Problems and tasks
**1)** In the text about the Pugwash Conferences, what prize did the Russians award Cyrus in 1960?
**2)** Extend the text about the Pugwash Conferences past its final sentence.

At the end of the first conference participants agreed to hold future meetings, and they issued a statement describing “the high degree of unanimity” they had found on their fundamental aims of abolishing war, breaking the arms race, and establishing lasting peace. They also decided to name their new movement after the village of Pugwash.
The conference was a success, but it caused problems for Cyrus and some of the other participants. Cyrus was accused of being a Communist sympathizer. His name was smeared by the Internal Revenue Service, and Congress wanted him investigated for un-American activities, a demand they dropped after Cyrus declared that he would welcome the chance to state that the two sides should talk.
Doubts about Cyrus grew in 1960 when the Russians awarded him the Lenin Peace Prize, which was presented in a ceremony in Pugwash. Village residents had been supportive of the Pugwash Conferences over the years, even billeting participants in their homes, but some began to suspect that their local hero was indeed the Communist sympathizer his adopted country accused him of being.
Giovanni Brenciaglia, a nephew of Cyrus and now, like John, a member of the Pugwash Park Commission’s board, says that even some of Cyrus’s own family suspected he had “gone soft on Communists”—an idea the tycoon himself laughed at. “Cyrus had a strong link to Pugwash, but he was very much an American, very much a capitalist,” says Brenciaglia, who lives in Peninsula Lake, Ont. “He’d laugh over dinner and say, ‘People claim I’m soft on Communists, but can you imagine how much money I’ve made!’ ”

[Image point grounding data]
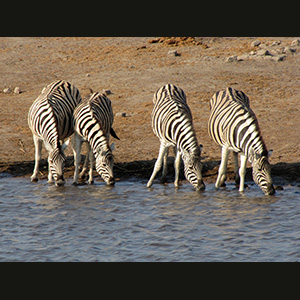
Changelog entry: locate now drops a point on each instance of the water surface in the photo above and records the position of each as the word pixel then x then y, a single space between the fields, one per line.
pixel 128 222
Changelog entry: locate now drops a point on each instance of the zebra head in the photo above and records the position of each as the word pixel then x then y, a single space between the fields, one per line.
pixel 56 162
pixel 261 173
pixel 104 165
pixel 193 168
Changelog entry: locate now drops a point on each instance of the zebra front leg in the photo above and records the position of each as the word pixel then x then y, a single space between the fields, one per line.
pixel 162 150
pixel 236 168
pixel 177 167
pixel 165 167
pixel 76 146
pixel 38 154
pixel 242 171
pixel 222 169
pixel 50 176
pixel 91 158
pixel 86 163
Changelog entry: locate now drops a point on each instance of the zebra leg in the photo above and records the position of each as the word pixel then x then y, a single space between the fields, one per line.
pixel 86 162
pixel 242 171
pixel 236 168
pixel 162 150
pixel 38 154
pixel 222 169
pixel 50 177
pixel 165 167
pixel 91 158
pixel 76 145
pixel 177 167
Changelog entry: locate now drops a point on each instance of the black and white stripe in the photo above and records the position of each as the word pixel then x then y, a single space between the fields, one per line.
pixel 233 125
pixel 93 120
pixel 172 123
pixel 50 120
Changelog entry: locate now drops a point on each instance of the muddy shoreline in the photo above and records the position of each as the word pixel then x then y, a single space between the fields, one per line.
pixel 282 173
pixel 133 68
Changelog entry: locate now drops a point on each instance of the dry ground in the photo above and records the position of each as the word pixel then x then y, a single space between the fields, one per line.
pixel 133 69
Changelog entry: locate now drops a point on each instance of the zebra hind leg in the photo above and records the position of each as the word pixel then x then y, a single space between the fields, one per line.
pixel 222 169
pixel 38 153
pixel 177 167
pixel 165 167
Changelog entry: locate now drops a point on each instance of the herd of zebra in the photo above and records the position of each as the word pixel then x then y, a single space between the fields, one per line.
pixel 59 113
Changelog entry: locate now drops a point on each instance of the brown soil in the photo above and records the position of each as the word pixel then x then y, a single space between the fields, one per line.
pixel 133 68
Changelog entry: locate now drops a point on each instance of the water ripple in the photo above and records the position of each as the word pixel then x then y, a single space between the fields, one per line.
pixel 41 222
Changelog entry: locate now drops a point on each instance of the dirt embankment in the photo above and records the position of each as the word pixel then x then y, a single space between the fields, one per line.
pixel 133 69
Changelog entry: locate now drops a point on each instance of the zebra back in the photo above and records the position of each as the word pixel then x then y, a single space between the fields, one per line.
pixel 232 122
pixel 53 110
pixel 93 118
pixel 172 118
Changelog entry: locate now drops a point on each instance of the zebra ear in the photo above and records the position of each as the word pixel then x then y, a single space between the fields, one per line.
pixel 112 147
pixel 113 133
pixel 270 152
pixel 201 148
pixel 65 145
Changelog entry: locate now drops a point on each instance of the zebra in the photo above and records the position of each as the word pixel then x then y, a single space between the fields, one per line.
pixel 233 125
pixel 93 119
pixel 172 123
pixel 50 120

Outputs in order
**1)** The Lenin Peace Prize.

**2)**
Still, Cyrus was devastated in 1969 when American scientists tried to divorce the movement from him and Pugwash—a move that was thwarted by Russell and Rotblat. Brenciaglia attended the 1959 Pugwash Conference as a student. For him, the conference was formative; he often swam in the invigorating Atlantic with his uncle, who was then in his 70s. Giovanni had grown up in Rome and moved to Canada to study physics at McGill University courtesy of Cyrus, who paid his fees.
Cyrus continued to organize and fund conferences in Pugwash almost right up until his death in 1979, although the work depleted his fortune. The Pugwash Movement remains an internationally respected scientific organization that strives to find solutions to pressing problems, such as the conflicts between India and Pakistan and Israel and the Palestinians. And, John Eaton believes the tradition of private dialogue remains integral. “A lot of dialogue occurs beyond the glare of headlines,” he says. “It’s common to have public meetings among politicians, and other meetings of which there is no public record.”
In a world still plagued by weapons and war, it’s natural to question the effectiveness of the Pugwash focus on dialogue, but it’s widely believed that the dialogue that began in 1957 has influenced policy-makers and led to weapons-control treaties. The year 1957 also signalled scientists’ willingness to accept involvement in international affairs as a social responsibility.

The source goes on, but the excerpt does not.